## Tasks to carry out
- a) Answer these questions about the EvaluationResults source code:
(i) Which attribute keeps the original unmodified DataFrame built at initialization?
(ii) Which method restores that original DataFrame?
(iii) Which pandas method does __repr__ use to produce its printed summary?
- b) Duplicate the part of the EvaluationResults source code between "from .initialize import" and "(person, camera, ...)", inclusive.
- c) Write the next part of the EvaluationResults source code, picking up after its final line.

## Source excerpt
⟨

Source code for nicetoolbox.evaluation.results_wrapper.core

"""
A Pandas-backed API for querying, aggregating, and exporting evaluation results.
"""

import io
from pathlib import Path
from typing import Dict, Iterable, List, Union

import pandas as pd

from .initialize import build_index


[docs]class EvaluationResults:
    """
    A Pandas-backed API for querying, aggregating, and exporting evaluation results.

    This class wraps a Pandas DataFrame constructed from a filesystem index of npz files
    and provides a small API for:
    - filtering pandas rows by index levels, by meta data
      (e.g. dataset, algorithm, ...) and npz dimensions (person, camera, ...)
    - filtering pandas columns by metrics
    - performing aggregations with selected aggregation methods
    - exporting the current view to CSV
    - returning the current view as a pandas DataFrame with optional flattening
        and NaN dropping

    The object is stateful: mutating operations (query, aggregate, reset)
    modify the instance in-place and return self to allow method chaining. The
    original unmodified DataFrame built at initialization is retained in
    self._full_df and can be restored via reset().

    Examples:

        >>> from nicetoolbox.evaluation.results_wrapper.core import EvaluationResults
        >>> results = EvaluationResults(root=Path("/path/to/evaluation/results"))
        >>> # Query for specific dataset and metric, aggregate by camera and export
        >>> csv_path = (
        ...     results.query(dataset="my_dataset", metrics=["jpe", "pck"])
        ...     .aggregate(group_by=["camera"])
        ...     .to_csv(output_dir=Path("/path/to/output"), base_name="camera_summary")
        ... )
        >>> print(f"Exported summary to: {csv_path}")

    """

    def __init__(self, root: Path) -> None:
        """
        Builds the pandas DataFrame index from the provided root folder.

        Args:
            root: The root folder containing evaluation results.
        """
        self.root: Path = root
        self._full_df: pd.DataFrame = build_index(root)
        self.df: pd.DataFrame = self._full_df.copy(deep=True)

    def __repr__(self) -> str:
        """Easy printing of the EvaluationResults with pandas .info()."""
        buf = io.StringIO()
        self.df.info(buf=buf)
        info_str = buf.getvalue()
        return f"<EvaluationResults (Pandas backed)> \n\n{info_str}"

⟩

(Excerpts from point annotation data)
⟨

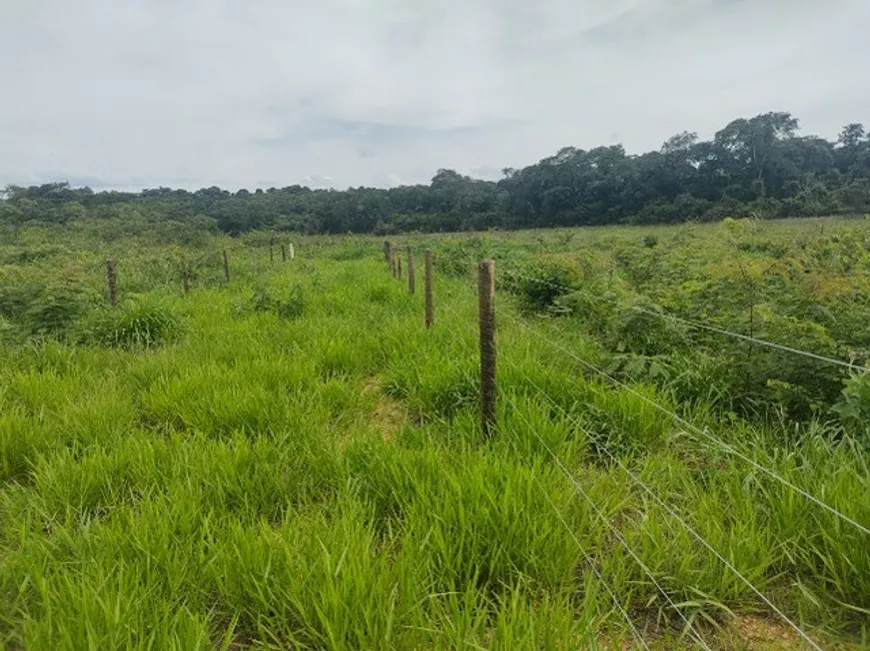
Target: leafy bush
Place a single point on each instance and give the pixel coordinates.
(854, 406)
(541, 285)
(144, 323)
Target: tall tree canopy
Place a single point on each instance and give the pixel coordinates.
(759, 165)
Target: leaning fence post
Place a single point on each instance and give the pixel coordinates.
(185, 276)
(427, 281)
(486, 294)
(112, 277)
(412, 279)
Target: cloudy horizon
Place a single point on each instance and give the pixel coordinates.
(196, 93)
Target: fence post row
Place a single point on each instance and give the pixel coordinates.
(112, 277)
(185, 276)
(486, 295)
(427, 282)
(412, 274)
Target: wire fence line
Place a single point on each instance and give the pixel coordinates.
(669, 510)
(583, 551)
(579, 488)
(702, 326)
(700, 432)
(600, 514)
(703, 433)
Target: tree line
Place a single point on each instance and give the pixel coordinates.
(759, 167)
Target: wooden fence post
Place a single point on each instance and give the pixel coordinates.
(412, 274)
(427, 281)
(112, 276)
(185, 276)
(486, 294)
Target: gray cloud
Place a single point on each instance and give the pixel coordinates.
(349, 92)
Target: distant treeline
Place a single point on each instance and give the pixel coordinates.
(757, 166)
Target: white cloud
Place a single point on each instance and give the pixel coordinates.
(244, 93)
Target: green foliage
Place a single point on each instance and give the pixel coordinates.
(140, 322)
(289, 305)
(320, 480)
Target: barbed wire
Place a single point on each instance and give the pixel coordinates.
(589, 560)
(670, 511)
(700, 325)
(579, 488)
(697, 430)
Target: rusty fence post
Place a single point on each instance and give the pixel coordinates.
(185, 276)
(412, 273)
(427, 281)
(112, 277)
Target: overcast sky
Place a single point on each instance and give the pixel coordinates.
(260, 93)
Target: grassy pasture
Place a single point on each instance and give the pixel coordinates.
(291, 460)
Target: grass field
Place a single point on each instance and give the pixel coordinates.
(291, 460)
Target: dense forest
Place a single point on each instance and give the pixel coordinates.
(756, 167)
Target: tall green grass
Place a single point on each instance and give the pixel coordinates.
(299, 465)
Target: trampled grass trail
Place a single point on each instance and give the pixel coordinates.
(301, 466)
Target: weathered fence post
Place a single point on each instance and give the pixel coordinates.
(486, 294)
(112, 277)
(427, 281)
(185, 276)
(412, 278)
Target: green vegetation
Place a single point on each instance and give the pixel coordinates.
(758, 167)
(290, 460)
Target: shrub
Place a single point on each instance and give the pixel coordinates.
(540, 286)
(137, 323)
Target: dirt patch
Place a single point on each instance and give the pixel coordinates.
(746, 632)
(388, 415)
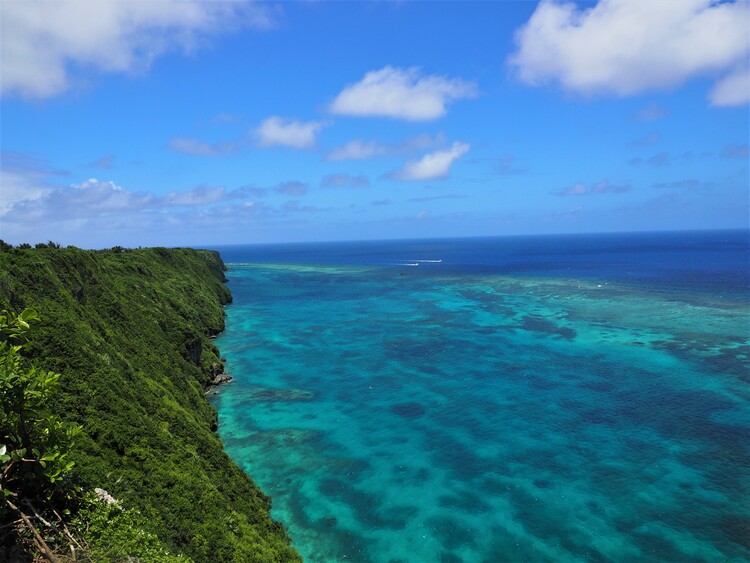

⟩

## Task responses
- a)
(i) self._full_df
(ii) reset()
(iii) .info()

- b)
from .initialize import build_index


[docs]class EvaluationResults:
    """
    A Pandas-backed API for querying, aggregating, and exporting evaluation results.

    This class wraps a Pandas DataFrame constructed from a filesystem index of npz files
    and provides a small API for:
    - filtering pandas rows by index levels, by meta data
      (e.g. dataset, algorithm, ...) and npz dimensions (person, camera, ...)

- c)
    @property
    def available_metrics(self) -> List[str]:
        """
        Returns a list of available metric names in the current DataFrame.

        Returns:
            List[str]: A list of metric names.
        """
        return self.df.index.get_level_values("metric_name").unique().tolist()

[docs]    def reset(self) -> "EvaluationResults":
        """
        Restore the view to the originally loaded evaluation results.

        Returns:
            EvaluationResults: Returns self after resetting to allow method chaining.
        """
        self.df = self._full_df.copy(deep=True)
        return self

[docs]    def query(self, **filters: Dict[str, str | List[str]]) -> "EvaluationResults":
        """
        Filtering of NICE Toolbox evaluation results based on index levels and metrics.

        Args:
            **filters: Dict[str, str | List[str]]
                Keyword arguments mapping DataFrame index levels to selection values.
                Each keyword must match one of the DataFrame index level names.
                The provided value may be:
                - a single value (e.g., person='p1'),
                - an iterable of values (e.g., dataset=['dataset_A', 'dataset_B'])

        Returns:
            EvaluationResults: Returns self after applying the requested row/column
                indexing to allow for method chaining.

        Examples:
            >>> results = EvaluationResults(root=Path("/path/to/evaluation/results"))
            >>> results.query(dataset="my_dataset", algorithm=["alg1", "alg2"])
            # This will filter the results to only include rows where the 'dataset'
            # is 'my_dataset' and the 'algorithm' is either 'alg1' or 'alg2'.

            >>> results.query(metric_name="jpe", label=["left_knee", "right_knee"])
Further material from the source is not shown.